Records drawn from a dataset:
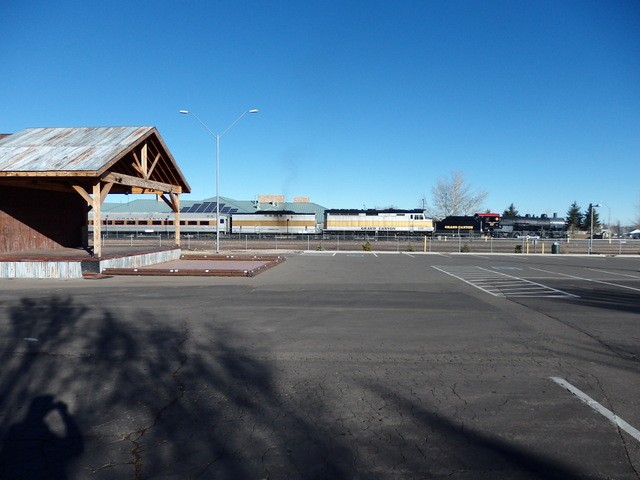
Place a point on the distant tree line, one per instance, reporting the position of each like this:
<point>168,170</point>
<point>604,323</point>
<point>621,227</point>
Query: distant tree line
<point>452,195</point>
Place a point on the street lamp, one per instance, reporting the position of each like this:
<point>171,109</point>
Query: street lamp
<point>591,207</point>
<point>218,137</point>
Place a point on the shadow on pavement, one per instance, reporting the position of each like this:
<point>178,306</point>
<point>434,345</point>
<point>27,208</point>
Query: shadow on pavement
<point>137,396</point>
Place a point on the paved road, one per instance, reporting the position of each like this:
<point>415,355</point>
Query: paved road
<point>347,366</point>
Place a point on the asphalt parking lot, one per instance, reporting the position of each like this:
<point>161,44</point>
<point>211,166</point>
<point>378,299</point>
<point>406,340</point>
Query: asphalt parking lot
<point>337,366</point>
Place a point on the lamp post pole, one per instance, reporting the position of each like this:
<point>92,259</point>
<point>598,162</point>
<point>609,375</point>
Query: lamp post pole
<point>218,137</point>
<point>591,207</point>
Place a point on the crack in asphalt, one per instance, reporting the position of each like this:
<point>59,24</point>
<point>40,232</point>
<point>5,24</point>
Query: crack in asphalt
<point>135,437</point>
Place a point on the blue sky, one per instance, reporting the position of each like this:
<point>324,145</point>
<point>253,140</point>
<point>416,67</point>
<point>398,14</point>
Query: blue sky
<point>361,102</point>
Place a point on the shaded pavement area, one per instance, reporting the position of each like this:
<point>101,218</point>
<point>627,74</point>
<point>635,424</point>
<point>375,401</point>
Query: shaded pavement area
<point>323,368</point>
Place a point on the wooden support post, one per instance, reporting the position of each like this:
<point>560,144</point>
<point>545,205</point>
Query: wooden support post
<point>97,221</point>
<point>176,214</point>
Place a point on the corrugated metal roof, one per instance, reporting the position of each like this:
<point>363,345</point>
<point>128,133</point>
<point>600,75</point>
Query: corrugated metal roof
<point>66,149</point>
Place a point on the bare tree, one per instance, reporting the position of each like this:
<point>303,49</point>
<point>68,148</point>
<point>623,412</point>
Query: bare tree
<point>453,196</point>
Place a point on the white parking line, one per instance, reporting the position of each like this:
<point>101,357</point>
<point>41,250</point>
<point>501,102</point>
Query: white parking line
<point>608,414</point>
<point>500,284</point>
<point>614,273</point>
<point>588,279</point>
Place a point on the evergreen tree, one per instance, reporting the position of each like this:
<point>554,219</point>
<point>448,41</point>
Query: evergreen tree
<point>574,217</point>
<point>586,221</point>
<point>511,211</point>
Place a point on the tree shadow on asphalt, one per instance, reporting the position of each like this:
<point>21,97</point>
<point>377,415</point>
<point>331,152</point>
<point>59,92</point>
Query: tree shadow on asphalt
<point>155,397</point>
<point>150,400</point>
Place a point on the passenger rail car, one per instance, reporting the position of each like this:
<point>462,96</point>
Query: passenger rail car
<point>274,223</point>
<point>159,223</point>
<point>375,221</point>
<point>466,225</point>
<point>528,225</point>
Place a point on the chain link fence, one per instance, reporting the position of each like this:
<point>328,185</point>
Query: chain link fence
<point>391,243</point>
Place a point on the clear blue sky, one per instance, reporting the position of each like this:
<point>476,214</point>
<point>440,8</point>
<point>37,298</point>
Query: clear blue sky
<point>361,102</point>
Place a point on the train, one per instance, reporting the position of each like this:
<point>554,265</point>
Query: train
<point>503,226</point>
<point>544,226</point>
<point>372,222</point>
<point>273,222</point>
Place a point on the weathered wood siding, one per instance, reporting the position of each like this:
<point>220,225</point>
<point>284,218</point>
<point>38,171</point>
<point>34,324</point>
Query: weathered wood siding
<point>33,219</point>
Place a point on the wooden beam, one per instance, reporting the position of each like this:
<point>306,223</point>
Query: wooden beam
<point>144,162</point>
<point>122,179</point>
<point>105,191</point>
<point>153,166</point>
<point>83,193</point>
<point>175,199</point>
<point>97,221</point>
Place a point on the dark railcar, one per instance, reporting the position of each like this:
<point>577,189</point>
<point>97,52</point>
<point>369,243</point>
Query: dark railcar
<point>529,225</point>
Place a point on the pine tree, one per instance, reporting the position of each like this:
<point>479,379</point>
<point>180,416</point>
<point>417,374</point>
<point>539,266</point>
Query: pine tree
<point>574,217</point>
<point>586,221</point>
<point>511,211</point>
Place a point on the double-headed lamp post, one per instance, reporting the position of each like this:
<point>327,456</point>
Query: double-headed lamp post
<point>218,137</point>
<point>591,207</point>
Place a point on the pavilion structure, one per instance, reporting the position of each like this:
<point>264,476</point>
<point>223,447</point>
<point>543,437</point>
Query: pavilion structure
<point>53,179</point>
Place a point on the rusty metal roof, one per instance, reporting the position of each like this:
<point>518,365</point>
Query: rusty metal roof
<point>67,149</point>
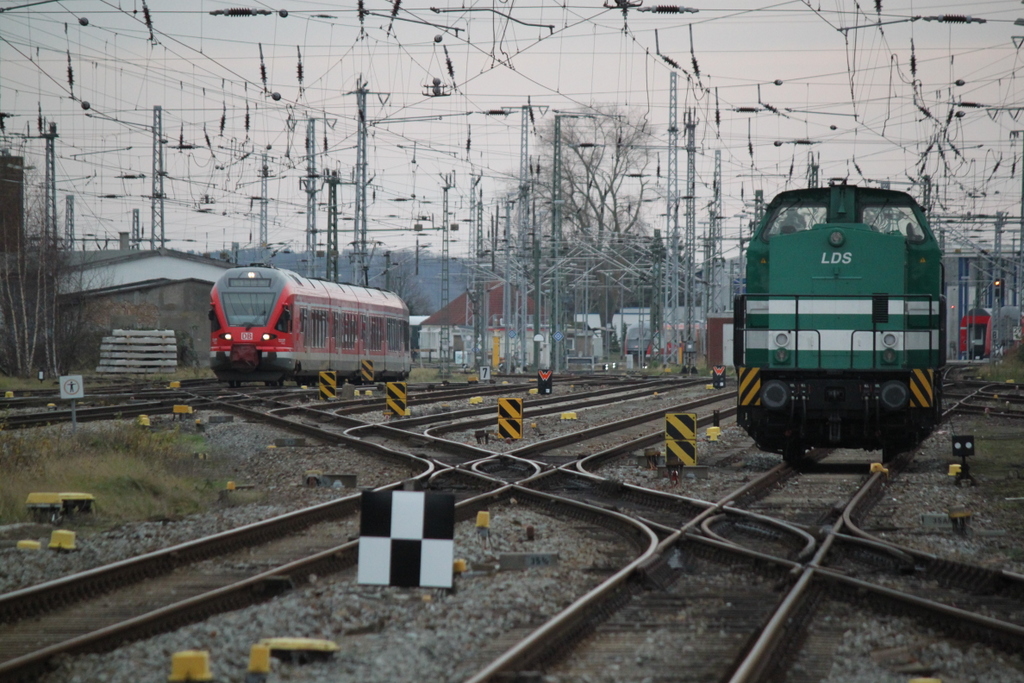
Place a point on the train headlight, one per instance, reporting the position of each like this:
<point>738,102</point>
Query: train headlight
<point>894,395</point>
<point>774,394</point>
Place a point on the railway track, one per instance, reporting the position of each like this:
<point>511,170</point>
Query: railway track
<point>709,577</point>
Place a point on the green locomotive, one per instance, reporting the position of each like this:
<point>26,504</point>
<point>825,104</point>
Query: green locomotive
<point>842,330</point>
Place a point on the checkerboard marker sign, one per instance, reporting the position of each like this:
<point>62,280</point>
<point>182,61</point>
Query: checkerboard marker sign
<point>407,539</point>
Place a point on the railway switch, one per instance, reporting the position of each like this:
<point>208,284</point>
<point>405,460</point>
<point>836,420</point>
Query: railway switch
<point>961,520</point>
<point>61,540</point>
<point>189,666</point>
<point>300,650</point>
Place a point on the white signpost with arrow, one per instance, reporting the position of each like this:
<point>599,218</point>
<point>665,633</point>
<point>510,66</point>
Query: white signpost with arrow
<point>72,387</point>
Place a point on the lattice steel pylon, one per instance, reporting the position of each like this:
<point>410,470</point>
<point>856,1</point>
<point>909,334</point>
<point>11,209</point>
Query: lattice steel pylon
<point>359,224</point>
<point>70,222</point>
<point>136,229</point>
<point>523,207</point>
<point>689,248</point>
<point>713,249</point>
<point>445,339</point>
<point>672,216</point>
<point>264,201</point>
<point>310,185</point>
<point>157,201</point>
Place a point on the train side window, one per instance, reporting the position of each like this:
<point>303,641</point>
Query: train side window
<point>284,321</point>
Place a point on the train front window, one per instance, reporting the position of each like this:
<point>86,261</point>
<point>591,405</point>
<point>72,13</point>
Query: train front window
<point>795,216</point>
<point>247,309</point>
<point>893,219</point>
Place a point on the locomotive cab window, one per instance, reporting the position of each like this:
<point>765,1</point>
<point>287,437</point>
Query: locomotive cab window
<point>893,219</point>
<point>795,216</point>
<point>284,321</point>
<point>247,308</point>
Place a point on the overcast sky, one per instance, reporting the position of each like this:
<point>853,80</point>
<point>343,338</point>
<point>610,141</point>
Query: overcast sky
<point>877,102</point>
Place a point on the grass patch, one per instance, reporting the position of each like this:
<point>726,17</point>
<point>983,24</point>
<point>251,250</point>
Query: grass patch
<point>133,473</point>
<point>1010,369</point>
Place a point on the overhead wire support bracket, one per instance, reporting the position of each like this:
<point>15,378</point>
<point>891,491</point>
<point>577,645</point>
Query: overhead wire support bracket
<point>667,9</point>
<point>846,30</point>
<point>403,18</point>
<point>438,10</point>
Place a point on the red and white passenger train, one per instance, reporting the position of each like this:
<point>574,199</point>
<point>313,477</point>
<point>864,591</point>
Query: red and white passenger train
<point>270,326</point>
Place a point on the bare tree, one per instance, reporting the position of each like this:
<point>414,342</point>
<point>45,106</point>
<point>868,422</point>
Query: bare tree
<point>41,327</point>
<point>606,157</point>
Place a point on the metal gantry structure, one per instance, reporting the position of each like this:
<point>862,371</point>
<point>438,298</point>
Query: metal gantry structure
<point>157,202</point>
<point>672,216</point>
<point>360,262</point>
<point>264,202</point>
<point>689,247</point>
<point>448,182</point>
<point>310,183</point>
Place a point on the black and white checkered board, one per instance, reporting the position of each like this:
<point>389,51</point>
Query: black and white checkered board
<point>407,539</point>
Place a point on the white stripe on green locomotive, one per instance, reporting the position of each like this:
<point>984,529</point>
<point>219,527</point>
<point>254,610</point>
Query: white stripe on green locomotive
<point>844,295</point>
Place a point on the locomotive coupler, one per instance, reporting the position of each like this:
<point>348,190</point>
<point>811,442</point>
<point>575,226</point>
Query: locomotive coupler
<point>835,428</point>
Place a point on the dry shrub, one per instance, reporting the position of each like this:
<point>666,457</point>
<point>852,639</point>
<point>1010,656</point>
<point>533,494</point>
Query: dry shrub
<point>134,473</point>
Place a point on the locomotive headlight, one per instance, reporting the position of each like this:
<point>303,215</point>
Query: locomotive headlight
<point>774,394</point>
<point>894,395</point>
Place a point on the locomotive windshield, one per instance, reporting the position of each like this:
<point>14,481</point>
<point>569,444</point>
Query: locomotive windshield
<point>247,308</point>
<point>892,218</point>
<point>795,215</point>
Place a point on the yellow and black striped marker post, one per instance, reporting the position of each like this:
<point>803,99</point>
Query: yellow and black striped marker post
<point>329,384</point>
<point>922,388</point>
<point>681,437</point>
<point>396,400</point>
<point>510,418</point>
<point>750,386</point>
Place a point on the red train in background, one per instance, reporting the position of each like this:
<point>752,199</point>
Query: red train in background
<point>976,335</point>
<point>269,326</point>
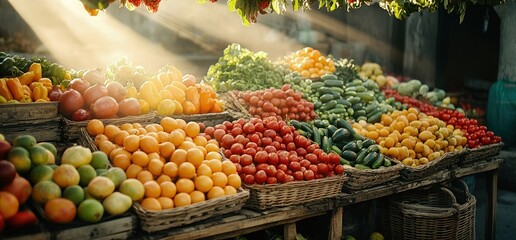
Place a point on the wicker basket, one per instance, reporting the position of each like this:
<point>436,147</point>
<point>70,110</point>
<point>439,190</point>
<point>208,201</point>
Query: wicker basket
<point>44,130</point>
<point>482,153</point>
<point>362,179</point>
<point>293,193</point>
<point>152,221</point>
<point>71,128</point>
<point>437,213</point>
<point>447,160</point>
<point>209,119</point>
<point>28,111</point>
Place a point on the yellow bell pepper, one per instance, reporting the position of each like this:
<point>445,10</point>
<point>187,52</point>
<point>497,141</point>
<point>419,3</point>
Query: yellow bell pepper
<point>150,94</point>
<point>4,90</point>
<point>36,68</point>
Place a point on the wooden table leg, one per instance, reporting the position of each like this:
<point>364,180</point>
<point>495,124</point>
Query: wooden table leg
<point>492,192</point>
<point>336,224</point>
<point>289,231</point>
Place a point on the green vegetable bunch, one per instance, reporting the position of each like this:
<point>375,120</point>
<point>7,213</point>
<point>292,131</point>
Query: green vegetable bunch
<point>15,66</point>
<point>241,69</point>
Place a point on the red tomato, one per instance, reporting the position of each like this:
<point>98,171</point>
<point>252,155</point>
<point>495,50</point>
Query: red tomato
<point>261,157</point>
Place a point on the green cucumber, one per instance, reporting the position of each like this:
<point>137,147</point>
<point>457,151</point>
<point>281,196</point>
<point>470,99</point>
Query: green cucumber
<point>349,155</point>
<point>368,142</point>
<point>340,135</point>
<point>333,83</point>
<point>361,167</point>
<point>378,161</point>
<point>336,150</point>
<point>326,97</point>
<point>329,76</point>
<point>316,136</point>
<point>352,146</point>
<point>369,159</point>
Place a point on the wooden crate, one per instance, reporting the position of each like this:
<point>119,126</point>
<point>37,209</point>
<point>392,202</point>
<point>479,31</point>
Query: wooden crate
<point>27,111</point>
<point>44,130</point>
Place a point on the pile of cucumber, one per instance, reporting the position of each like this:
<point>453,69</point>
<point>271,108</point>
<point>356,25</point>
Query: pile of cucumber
<point>358,99</point>
<point>354,150</point>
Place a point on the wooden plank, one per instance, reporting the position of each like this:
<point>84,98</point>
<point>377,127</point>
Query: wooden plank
<point>336,224</point>
<point>345,199</point>
<point>115,226</point>
<point>289,231</point>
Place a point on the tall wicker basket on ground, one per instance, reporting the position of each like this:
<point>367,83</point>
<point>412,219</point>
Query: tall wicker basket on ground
<point>444,213</point>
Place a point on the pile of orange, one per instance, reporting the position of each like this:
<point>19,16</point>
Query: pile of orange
<point>176,164</point>
<point>412,137</point>
<point>309,63</point>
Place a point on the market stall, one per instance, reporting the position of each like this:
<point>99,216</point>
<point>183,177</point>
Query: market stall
<point>254,144</point>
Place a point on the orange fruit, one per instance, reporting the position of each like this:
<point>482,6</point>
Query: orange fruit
<point>181,123</point>
<point>155,167</point>
<point>166,149</point>
<point>204,170</point>
<point>214,155</point>
<point>120,136</point>
<point>186,170</point>
<point>122,161</point>
<point>187,145</point>
<point>100,138</point>
<point>234,180</point>
<point>95,127</point>
<point>176,138</point>
<point>200,141</point>
<point>228,168</point>
<point>149,144</point>
<point>219,179</point>
<point>163,178</point>
<point>216,192</point>
<point>203,183</point>
<point>151,204</point>
<point>163,137</point>
<point>168,189</point>
<point>126,126</point>
<point>185,185</point>
<point>133,170</point>
<point>106,146</point>
<point>182,199</point>
<point>230,190</point>
<point>152,189</point>
<point>170,169</point>
<point>144,176</point>
<point>195,156</point>
<point>192,129</point>
<point>110,131</point>
<point>215,165</point>
<point>131,143</point>
<point>210,147</point>
<point>166,203</point>
<point>178,156</point>
<point>150,128</point>
<point>169,124</point>
<point>197,196</point>
<point>140,158</point>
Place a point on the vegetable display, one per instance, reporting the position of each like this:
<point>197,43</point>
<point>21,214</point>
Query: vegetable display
<point>241,69</point>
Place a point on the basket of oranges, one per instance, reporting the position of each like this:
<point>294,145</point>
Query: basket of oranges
<point>183,176</point>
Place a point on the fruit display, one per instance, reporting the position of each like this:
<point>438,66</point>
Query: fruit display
<point>168,165</point>
<point>309,63</point>
<point>269,151</point>
<point>241,69</point>
<point>284,102</point>
<point>354,150</point>
<point>412,137</point>
<point>358,99</point>
<point>478,135</point>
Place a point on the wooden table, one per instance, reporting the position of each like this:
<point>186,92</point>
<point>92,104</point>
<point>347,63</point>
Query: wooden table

**Work instruction**
Please write out, exactly as they appear above, only the lines in the stretch from the line with "<point>389,51</point>" through the line with "<point>533,494</point>".

**Output for this task**
<point>389,51</point>
Query: black and white checkered board
<point>407,539</point>
Place a point on the white stripe on green locomotive, one per instance, reporting the position of each like this:
<point>984,529</point>
<point>219,527</point>
<point>254,610</point>
Query: white stripe on green locomotive
<point>844,295</point>
Place a point on the locomotive coupler, one per instance, reporting the position of each like this:
<point>348,190</point>
<point>811,442</point>
<point>575,226</point>
Query: locomotive coupler
<point>835,428</point>
Place a point on the dry shrub, one per instance, reporting the position of each like this:
<point>666,457</point>
<point>852,639</point>
<point>1010,656</point>
<point>533,494</point>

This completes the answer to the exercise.